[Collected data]
········
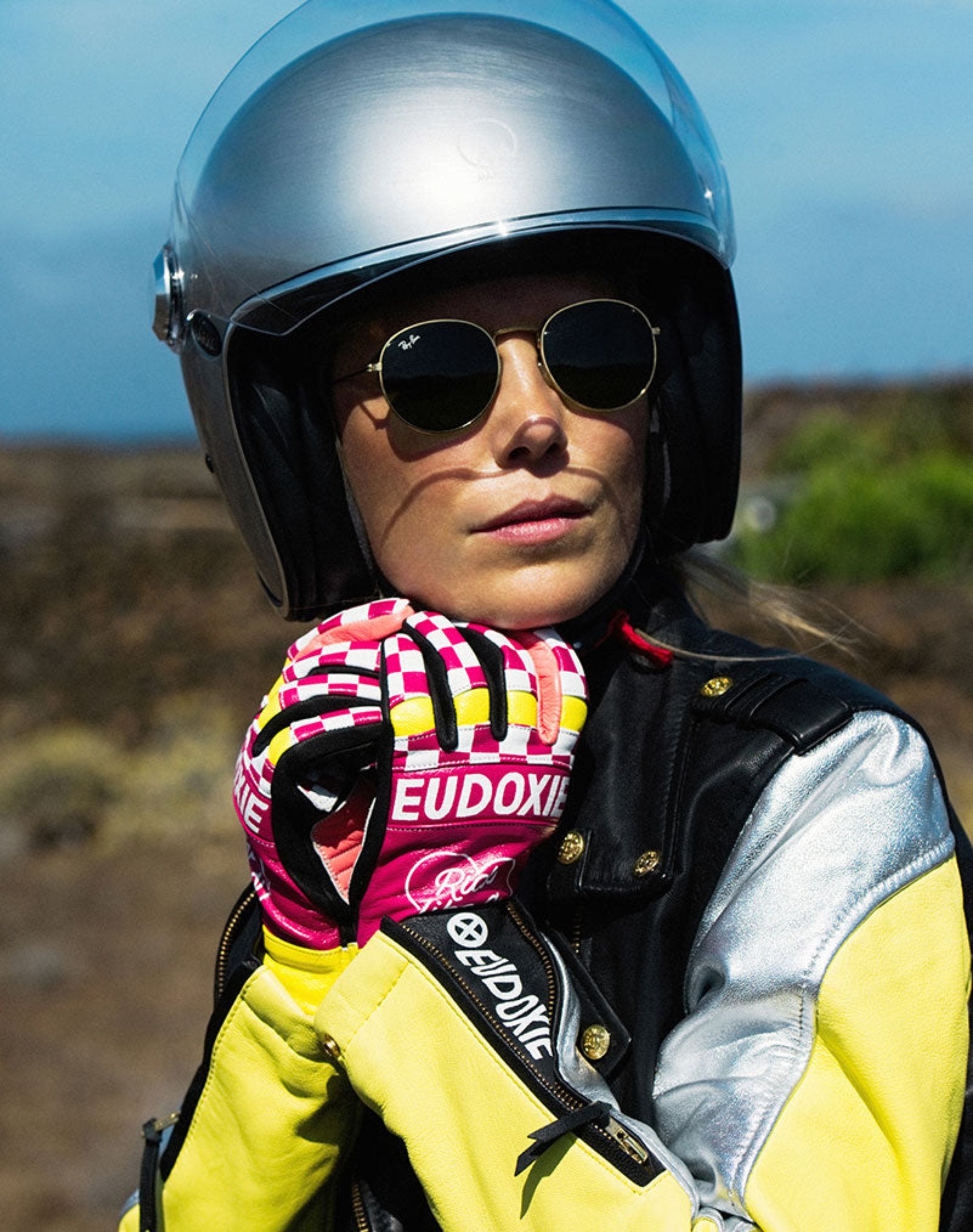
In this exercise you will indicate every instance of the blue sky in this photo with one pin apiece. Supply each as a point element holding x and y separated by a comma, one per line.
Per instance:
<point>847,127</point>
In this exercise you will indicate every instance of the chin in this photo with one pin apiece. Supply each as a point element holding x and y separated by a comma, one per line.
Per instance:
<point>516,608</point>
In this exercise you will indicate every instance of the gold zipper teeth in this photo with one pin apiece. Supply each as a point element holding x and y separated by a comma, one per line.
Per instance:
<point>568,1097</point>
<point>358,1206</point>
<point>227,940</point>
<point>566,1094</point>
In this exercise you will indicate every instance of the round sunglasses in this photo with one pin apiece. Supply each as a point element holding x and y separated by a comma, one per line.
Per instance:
········
Copy the lines from the line containing "In this exercise you will indicate every instance of the gold" to the line containing "<point>566,1094</point>", both included, word for word.

In this exercise you will indicate every instance of the gold zipper teeth in this photo with one pin apiece. Supply each as a point element holding x and y separated by a comma, one per line.
Per instance:
<point>568,1097</point>
<point>358,1206</point>
<point>227,940</point>
<point>566,1094</point>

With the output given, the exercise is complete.